图1是根据本发明的网页数据分析方法的第一实施例的流程图。如图1所示,该方法包括如下步骤:
步骤S102,获取用户在网页上输入的m个关键词,m为大于1的自然数。
用户需求与用户输入的关键词之间应存在多对多的依存关系,即每个用户需求可以通过用户输入的不同的关键词来表示意图,每个关键词也可以表示多个不同的用户需求意图。为了简化问题,该方法定义用户需求与用户输入的关键词之间存在一对多的依存关系。通过对用户在网站中输入的关键词进行聚类的方式可以对用户需求进行识别。
步骤S104,获取m个关键词中存在依存关系的关键词,其中,对应的用户需求相同的关键词之间存在依存关系。
对于用户的一次网页数据搜索行为,往往搜索的各关键词之间存在关系,这种关系不是各个关键词字面上的相似性,而是关键词体现的用户需求相同。比如,用户在进行网页数据搜索时,搜索的关键词之间可能存在以下依存关系:一个关键词是前一个关键词的归属(ki=f(ki-1)),或后一个关键词是所有前面关键词的归属(ki=f(ki-1,ki-2,ki-3,…,k1))等等。
步骤S106,将m个关键词中存在依存关系的关键词划分为同一类关键词。
因为具有依存关系的一类关键词对应同一用户需求,因此按照依存关系可以将用户输入的关键词分为几类。通过这种聚类的方式,能够挖掘出深层次的关键词聚合关系,从而准确地表示用户需求。例如能发现“违章”、“电子眼”、“电子jin”和“电子敬察”之间的关系。
该实施例由于采取了以下步骤:获取用户在网页上输入的m个关键词;获取m个关键词中存在依存关系的关键词;以及将m个关键词中存在依存关系的关键词划分为 同一类关键词,使得网页数据分析是基于用户需求决定的关键词之间的依存关系,而不再片面地依赖关键词之间的字面重叠程度。该方法突破了传统query聚合过程基于query本身字面匹配假设的局限性,采用用户行为数据进行数据挖掘,构建出更符合用户需求的数学模型。

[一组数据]
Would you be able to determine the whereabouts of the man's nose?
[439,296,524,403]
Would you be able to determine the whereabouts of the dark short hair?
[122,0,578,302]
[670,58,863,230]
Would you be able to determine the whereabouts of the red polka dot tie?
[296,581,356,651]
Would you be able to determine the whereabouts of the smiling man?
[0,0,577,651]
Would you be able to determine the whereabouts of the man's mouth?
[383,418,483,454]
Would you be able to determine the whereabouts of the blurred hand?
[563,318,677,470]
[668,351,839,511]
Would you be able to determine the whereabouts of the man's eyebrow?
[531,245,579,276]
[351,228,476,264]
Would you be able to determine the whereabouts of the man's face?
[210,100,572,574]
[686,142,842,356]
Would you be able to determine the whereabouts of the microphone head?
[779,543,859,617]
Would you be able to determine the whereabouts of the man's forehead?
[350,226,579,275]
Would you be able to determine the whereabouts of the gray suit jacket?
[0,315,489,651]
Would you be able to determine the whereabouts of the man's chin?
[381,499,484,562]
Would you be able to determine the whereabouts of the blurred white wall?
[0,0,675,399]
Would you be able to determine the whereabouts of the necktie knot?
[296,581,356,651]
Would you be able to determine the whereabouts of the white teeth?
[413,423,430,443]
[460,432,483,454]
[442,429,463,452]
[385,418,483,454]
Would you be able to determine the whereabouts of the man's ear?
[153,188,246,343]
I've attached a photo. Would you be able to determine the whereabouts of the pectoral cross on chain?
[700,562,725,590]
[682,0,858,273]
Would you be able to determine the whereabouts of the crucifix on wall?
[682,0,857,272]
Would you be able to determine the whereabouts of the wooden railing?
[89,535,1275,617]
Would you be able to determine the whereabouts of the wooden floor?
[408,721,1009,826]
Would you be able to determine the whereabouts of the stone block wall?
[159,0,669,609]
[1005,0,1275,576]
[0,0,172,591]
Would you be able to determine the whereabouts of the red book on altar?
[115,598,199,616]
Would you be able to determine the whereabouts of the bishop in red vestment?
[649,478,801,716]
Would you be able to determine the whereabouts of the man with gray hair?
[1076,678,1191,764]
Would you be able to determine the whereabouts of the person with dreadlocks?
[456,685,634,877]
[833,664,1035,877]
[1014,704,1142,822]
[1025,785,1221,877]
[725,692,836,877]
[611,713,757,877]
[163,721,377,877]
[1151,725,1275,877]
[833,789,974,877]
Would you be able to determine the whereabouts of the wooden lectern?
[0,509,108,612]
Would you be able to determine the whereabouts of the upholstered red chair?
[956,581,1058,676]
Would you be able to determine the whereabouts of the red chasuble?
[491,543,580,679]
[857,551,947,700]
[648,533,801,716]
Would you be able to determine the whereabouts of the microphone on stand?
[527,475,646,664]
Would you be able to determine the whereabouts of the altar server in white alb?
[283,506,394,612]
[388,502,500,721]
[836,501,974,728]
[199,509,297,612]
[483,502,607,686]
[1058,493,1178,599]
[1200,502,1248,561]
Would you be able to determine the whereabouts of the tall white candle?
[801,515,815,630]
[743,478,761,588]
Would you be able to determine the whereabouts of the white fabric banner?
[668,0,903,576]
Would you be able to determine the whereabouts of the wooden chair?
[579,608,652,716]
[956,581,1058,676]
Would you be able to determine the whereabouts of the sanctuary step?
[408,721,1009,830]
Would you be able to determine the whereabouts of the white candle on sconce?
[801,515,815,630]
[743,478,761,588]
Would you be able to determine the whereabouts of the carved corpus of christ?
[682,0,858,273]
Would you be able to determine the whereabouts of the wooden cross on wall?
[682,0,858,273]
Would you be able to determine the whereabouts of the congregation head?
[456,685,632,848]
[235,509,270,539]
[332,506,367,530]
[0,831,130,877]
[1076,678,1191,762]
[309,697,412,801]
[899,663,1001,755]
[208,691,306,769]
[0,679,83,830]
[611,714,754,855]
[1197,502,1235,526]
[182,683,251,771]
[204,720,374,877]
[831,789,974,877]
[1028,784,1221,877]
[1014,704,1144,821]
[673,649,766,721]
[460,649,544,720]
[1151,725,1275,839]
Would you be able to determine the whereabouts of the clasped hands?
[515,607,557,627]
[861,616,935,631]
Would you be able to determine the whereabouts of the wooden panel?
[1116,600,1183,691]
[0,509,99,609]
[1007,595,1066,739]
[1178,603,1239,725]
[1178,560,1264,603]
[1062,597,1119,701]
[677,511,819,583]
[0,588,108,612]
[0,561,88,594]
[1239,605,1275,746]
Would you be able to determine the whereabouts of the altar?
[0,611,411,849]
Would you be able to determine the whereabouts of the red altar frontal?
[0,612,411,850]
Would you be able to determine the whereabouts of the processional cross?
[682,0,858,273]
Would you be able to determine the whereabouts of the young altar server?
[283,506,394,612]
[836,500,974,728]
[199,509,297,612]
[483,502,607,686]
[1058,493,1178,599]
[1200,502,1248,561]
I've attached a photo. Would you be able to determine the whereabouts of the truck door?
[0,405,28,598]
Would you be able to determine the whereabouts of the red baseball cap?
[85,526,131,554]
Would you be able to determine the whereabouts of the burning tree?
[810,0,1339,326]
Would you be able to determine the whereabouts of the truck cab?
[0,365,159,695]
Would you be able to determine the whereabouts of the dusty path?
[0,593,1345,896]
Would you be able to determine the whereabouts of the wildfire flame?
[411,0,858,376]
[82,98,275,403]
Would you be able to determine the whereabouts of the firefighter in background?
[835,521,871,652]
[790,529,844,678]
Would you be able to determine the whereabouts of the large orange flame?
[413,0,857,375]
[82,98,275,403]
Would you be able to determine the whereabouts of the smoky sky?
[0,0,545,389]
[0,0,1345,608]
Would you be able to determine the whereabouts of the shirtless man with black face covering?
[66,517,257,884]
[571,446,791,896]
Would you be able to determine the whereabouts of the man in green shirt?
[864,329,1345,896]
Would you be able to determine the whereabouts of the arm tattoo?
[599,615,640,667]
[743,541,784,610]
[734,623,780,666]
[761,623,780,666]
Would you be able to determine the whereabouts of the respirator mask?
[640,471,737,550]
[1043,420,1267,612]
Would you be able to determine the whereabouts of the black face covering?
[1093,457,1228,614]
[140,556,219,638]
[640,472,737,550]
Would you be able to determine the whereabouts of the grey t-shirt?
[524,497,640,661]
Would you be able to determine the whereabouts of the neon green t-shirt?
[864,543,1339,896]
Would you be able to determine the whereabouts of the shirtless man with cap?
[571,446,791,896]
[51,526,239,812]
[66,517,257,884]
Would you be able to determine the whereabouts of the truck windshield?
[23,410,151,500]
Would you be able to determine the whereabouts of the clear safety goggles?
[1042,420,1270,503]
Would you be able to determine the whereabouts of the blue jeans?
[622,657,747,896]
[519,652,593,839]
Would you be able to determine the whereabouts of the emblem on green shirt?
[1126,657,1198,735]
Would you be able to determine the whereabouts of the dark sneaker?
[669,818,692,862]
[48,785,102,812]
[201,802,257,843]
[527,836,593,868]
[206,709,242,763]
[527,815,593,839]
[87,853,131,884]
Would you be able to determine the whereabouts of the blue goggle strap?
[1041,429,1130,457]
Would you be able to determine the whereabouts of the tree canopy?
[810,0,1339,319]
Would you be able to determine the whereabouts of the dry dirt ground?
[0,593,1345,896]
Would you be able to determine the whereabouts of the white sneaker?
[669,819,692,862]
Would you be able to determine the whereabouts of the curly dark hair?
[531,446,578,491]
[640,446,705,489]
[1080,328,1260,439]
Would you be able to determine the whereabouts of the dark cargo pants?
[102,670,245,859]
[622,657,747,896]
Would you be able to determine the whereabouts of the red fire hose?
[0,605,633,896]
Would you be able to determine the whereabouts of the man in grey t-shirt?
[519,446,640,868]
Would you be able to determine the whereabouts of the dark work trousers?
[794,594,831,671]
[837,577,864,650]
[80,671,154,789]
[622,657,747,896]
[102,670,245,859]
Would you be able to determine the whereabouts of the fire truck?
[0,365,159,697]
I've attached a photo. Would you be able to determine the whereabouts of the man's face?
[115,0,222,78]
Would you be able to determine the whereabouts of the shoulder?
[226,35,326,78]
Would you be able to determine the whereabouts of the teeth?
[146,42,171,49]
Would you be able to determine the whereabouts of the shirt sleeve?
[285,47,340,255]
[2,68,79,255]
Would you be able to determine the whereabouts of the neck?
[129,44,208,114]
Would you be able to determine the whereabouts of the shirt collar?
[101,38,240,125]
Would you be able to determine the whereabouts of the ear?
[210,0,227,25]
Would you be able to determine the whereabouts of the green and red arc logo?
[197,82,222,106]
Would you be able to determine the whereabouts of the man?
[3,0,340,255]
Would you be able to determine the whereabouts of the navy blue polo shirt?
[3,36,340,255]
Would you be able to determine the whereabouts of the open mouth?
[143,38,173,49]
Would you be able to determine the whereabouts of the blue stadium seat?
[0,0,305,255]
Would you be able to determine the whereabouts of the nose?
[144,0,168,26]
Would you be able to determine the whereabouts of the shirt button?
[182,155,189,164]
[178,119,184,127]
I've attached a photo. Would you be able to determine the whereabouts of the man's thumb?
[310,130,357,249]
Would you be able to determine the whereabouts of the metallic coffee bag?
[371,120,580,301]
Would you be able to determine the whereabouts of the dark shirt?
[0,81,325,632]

练习说明 » 从这篇讲网页数据分析方法的页面文字结尾处接着续写。 这些材料在此用不到。

作答结果 »
图2是根据本发明的网页数据分析方法的第二实施例的流程图。该实施例可以作为图1所示实施例的一种优选实施方式,如图2所示,该网页数据分析方法包括:
步骤S201,在网页加载脚本文件代码。
脚本文件类似于DOS操作系统中的批处理文件,它可以将不同的命令组合起来,并按确定的顺序自动连续地执行。脚本程序相对一般程序开发来说比较接近自然语言,可以不经编译而解释执行。
脚本语言种类较多,一般的脚本语言的执行只同具体的解释执行器有关,所以只要系统上有相应语言的解释程序就可以做到跨平台。优选地,在本实施例中可使用javascript,通过在网站中添加javascript代码来获取用户在进行网页浏览时的行为数据。
步骤S202,接收用户在网页的输入行为。
用户在网站中进行搜索,其输入的数据可以通过javascript代码监测并实现动态读取。
步骤S204,通过脚本文件代码读取网页的输入行为所携带的m个关键词。
用户在一次会话中进行的站内搜索行为,能够构成一条站内搜索的序列,表示为[Keyword1,Keyword2,Keyword3,……]。用唯一键表示每条会话,能够形成如下格式的数据:
会话 关键词
1 Keyword1
1 Keyword2
2 Keyword2
其中,数据包括但不限于会话和关键词两列,还可以包含如搜索时间、搜索次数等更多维度,用以提高聚类的性能。
步骤S206,获取m个关键词中存在依存关系的关键词,其中,对应的用户需求相同的关键词之间存在依存关系。
该步骤等同于S104,这里不再赘述。
步骤S207,将m个关键词中存在依存关系的关键词划分为同一类关键词。
该步骤等同于S106,这里不再赘述。
在该实施例中,给出了网页数据分析的具体步骤:在网页加载脚本文件代码;接收用户在网页的输入行为;通过脚本文件代码读取网页的输入行为所携带的m个关键词;获取m个关键词中存在依存关系的关键词;将m个关键词中存在依存关系的关键词划分为同一类关键词。通过以上步骤,可以动态读取用户输入的关键词,准确、高效地获取待分析的网页数据,有利于对用户数据高效地进行聚类分析。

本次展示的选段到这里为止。